| Exercise passage |
Inter-rater reliability of scores was assessed from a random sample of sites with two evaluators and resulted in a good inter-rater reliability for all items: Silberg (r = .841; p < .05), Flesch-Kincaid readability ease (r = .881; p < .05), Flesch-Kincaid grade level (r = .835; p < .01), Abbott's aesthetic criteria (r = .751; p < .05), DISCERN (r = .942; p < .01), content quality (r = .851; p < .01), interactivity (r = .865; p < .01). These findings were similar to those found previously [12].

The sites were assessed by the same psychiatrist and trained evaluator (OC), who was included in the inter-rater reliability assessment and was blind to the detailed scores previously obtained for each website.

Statistical analyses were performed using SPSS for Windows (version 11.0). An initial exploratory analysis involved the calculation of proportions, as well as means and standard deviation of the outcome values. Pearson correlations assessed the test-retest reliability of each component of the form between June 2006 and July 2007. Quality scores were also submitted to a Time (2) × Scale (7) × Affiliation (5) three-way mixed analysis of variance (ANOVA) with repeated measures for the first and second factors. The seven scales described in the Methods section were included in this analysis.

Results

As shown in Table 1, the overall quality of the sites was relatively poor. For example, at the first assessment, 62.2% of websites had no data on pharmacotherapy for alcohol dependence. For websites with information available on this issue, 17.6% had "mostly not right" information and only 52.9% had "completely right" information.

Table 1 Quality indicators of websites, mean (± SD), in June 2006 and July 2007

Thirty-eight of the 45 (84.44%) original sites still existed. Only 55.3% of them reported an update during the last six months. A high test-retest reliability of scores was found for all components of the form (r = .77 to .95, p < .01; Table 2).

Table 2 Correlations between main quality outcome scores between June 2006 and July 2007

At follow-up, the distribution of the site affiliations was similar to that observed in the first evaluation. The percentage of websites in each category and their numbers at the second evaluation were as follows: government: 2.6% (N = 1); non-profit organization: 47.4% (N = 18); university: 7.9% (N = 3); commercial 18.4% (N = 7); individual: 21.1 (N = 8); unknown: 2.6% (N = 1).

| Information given |
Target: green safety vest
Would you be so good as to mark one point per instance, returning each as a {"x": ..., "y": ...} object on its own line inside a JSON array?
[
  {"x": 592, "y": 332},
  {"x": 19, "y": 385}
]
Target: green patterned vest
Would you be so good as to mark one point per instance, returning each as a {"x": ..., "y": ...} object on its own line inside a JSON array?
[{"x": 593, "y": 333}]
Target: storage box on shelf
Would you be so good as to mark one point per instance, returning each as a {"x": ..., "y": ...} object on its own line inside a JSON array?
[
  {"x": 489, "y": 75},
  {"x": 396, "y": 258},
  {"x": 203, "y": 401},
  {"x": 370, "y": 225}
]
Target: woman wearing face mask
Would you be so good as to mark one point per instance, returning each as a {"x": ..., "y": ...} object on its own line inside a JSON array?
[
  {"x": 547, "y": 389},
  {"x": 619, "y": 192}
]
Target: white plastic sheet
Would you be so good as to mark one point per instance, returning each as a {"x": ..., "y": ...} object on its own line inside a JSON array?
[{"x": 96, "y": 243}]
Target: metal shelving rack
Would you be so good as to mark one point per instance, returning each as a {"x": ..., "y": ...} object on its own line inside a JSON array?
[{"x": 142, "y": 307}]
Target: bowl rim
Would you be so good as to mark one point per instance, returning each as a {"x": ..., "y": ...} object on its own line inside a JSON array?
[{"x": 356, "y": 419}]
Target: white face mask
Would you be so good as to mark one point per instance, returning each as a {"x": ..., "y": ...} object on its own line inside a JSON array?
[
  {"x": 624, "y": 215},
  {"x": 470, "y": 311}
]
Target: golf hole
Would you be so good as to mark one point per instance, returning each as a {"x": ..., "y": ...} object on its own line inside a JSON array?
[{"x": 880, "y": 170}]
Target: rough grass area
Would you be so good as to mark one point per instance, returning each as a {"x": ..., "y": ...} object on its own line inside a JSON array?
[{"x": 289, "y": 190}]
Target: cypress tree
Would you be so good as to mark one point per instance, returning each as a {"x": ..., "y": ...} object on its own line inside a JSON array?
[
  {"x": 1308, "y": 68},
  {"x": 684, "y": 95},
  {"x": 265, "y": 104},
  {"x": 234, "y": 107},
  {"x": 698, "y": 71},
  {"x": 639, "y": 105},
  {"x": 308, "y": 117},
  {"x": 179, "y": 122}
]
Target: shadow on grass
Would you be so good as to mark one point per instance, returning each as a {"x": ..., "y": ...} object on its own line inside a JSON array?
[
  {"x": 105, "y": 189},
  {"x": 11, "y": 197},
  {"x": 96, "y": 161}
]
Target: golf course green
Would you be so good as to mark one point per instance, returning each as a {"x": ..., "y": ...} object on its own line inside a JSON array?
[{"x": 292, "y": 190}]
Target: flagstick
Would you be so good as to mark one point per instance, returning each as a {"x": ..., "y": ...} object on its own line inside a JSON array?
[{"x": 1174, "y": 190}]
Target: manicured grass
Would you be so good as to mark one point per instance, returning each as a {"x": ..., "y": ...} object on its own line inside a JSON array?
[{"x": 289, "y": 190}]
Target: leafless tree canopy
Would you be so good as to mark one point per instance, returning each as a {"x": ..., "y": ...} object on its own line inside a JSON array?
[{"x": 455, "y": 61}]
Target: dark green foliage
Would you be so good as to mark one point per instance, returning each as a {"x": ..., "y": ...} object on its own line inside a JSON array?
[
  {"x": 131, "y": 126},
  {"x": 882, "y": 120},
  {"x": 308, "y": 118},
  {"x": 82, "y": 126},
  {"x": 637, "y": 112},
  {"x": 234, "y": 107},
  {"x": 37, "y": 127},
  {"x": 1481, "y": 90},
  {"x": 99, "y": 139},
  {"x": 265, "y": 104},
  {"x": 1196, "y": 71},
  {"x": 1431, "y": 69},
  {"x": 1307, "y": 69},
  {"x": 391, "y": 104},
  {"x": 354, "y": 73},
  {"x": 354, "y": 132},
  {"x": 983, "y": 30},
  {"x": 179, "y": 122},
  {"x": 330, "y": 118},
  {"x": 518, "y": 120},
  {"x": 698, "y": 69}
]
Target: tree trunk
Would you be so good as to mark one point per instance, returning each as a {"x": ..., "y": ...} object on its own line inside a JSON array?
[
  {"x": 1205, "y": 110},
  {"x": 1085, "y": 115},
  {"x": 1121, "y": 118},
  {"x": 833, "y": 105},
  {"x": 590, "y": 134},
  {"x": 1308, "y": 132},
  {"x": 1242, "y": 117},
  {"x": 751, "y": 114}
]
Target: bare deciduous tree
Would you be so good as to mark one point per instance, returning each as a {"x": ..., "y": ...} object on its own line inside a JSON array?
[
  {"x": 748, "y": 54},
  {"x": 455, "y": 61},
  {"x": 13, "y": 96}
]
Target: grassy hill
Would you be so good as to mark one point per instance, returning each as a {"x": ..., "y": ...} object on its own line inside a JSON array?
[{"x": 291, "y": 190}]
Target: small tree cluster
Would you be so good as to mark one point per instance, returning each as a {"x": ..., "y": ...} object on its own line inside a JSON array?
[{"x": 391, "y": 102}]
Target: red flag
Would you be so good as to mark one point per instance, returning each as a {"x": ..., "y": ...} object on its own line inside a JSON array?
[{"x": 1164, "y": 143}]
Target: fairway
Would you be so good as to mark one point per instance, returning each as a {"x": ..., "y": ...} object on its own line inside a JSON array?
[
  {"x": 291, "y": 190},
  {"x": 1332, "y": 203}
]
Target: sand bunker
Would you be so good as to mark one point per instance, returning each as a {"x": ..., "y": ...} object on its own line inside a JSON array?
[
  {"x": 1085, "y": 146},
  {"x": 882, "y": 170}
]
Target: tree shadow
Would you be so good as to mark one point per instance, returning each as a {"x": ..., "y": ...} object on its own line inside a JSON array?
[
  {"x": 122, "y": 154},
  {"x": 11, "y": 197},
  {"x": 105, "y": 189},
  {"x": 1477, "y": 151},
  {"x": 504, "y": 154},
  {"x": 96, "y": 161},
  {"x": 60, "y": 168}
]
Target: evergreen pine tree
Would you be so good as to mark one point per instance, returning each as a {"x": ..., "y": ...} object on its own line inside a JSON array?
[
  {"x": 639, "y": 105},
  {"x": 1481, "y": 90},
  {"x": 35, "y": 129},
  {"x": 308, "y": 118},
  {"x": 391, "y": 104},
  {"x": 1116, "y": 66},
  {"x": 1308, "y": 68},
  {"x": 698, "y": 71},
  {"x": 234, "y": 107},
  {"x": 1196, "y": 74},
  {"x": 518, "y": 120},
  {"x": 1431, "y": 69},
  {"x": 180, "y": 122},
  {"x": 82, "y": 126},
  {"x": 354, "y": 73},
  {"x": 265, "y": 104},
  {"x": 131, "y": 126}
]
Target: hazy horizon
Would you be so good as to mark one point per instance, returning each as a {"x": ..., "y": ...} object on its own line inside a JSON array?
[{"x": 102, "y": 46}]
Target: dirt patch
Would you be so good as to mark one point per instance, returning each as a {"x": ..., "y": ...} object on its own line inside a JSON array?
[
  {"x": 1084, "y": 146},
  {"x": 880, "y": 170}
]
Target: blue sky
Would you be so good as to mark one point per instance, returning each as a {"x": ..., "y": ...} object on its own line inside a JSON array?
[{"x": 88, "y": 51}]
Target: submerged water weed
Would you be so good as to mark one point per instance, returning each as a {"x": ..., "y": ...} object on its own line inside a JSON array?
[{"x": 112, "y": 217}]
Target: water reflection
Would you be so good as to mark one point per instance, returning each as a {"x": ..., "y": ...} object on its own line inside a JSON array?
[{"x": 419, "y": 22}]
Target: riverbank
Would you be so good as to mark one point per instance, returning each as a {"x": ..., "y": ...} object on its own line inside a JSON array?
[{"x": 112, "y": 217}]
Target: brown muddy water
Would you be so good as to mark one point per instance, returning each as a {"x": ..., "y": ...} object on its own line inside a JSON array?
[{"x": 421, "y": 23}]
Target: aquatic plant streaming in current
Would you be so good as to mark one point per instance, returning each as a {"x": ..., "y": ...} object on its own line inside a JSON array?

| Apply what you read |
**1.** Transcribe the passage on alcohol-dependence websites from "The sites were" to "for each website.".
**2.** Pick up the passage on alcohol-dependence websites where it stops and continue it.

| Answers by task |
**1.**
The sites were assessed by the same psychiatrist and trained evaluator (OC), who was included in the inter-rater reliability assessment and was blind to the detailed scores previously obtained for each website.

**2.**
By three-way mixed ANOVA for repeated measures, there was no time effect (F(1, 32) = 1.587, n.s); no interaction between time and scale (F(1, 32) = 1.169, n.s); no interaction between time and group (affiliation categories) (F (5, 32) = 1.412, n.s); and no interaction between time, group, and scale (F (5, 32) = .748, n.s). The word "scale" here means the seven scales included in the analysis and described earlier.

Discussion

The present study systematically assessed the evolution of websites across time. Websites showed no statistically significant improvement for any of the outcome variables. One may argue that there have been no major advances during the study period, and so it may be normal to have no major change in these websites. The overall quality of the sites was, however, poor at first assessment and remained poor one year later, despite a real need for improvement, thus showing no spontaneous progress. The present results are in accordance with a previous study [9] that found no improvement in websites assessed at follow-up despite feedback sent to the website managers.

The present study has several limitations. It accounts only for alcohol addiction-related French language internet websites between June 2006 and July 2007. It takes into account the evolution of the same websites and the conclusion cannot be extended to new sites resulting from the same search engine queries one year later (overlap between two similar queries in June 2006 and July 2007: 44.44%). The present study aimed, however, to study the evolution of a group of websites rather than the general evolution linked to specific queries.

This study provides evidence for lack of evolution of alcohol addiction-related web pages across one year and argues for the development of strategies that aim to increase the quality of web-related content.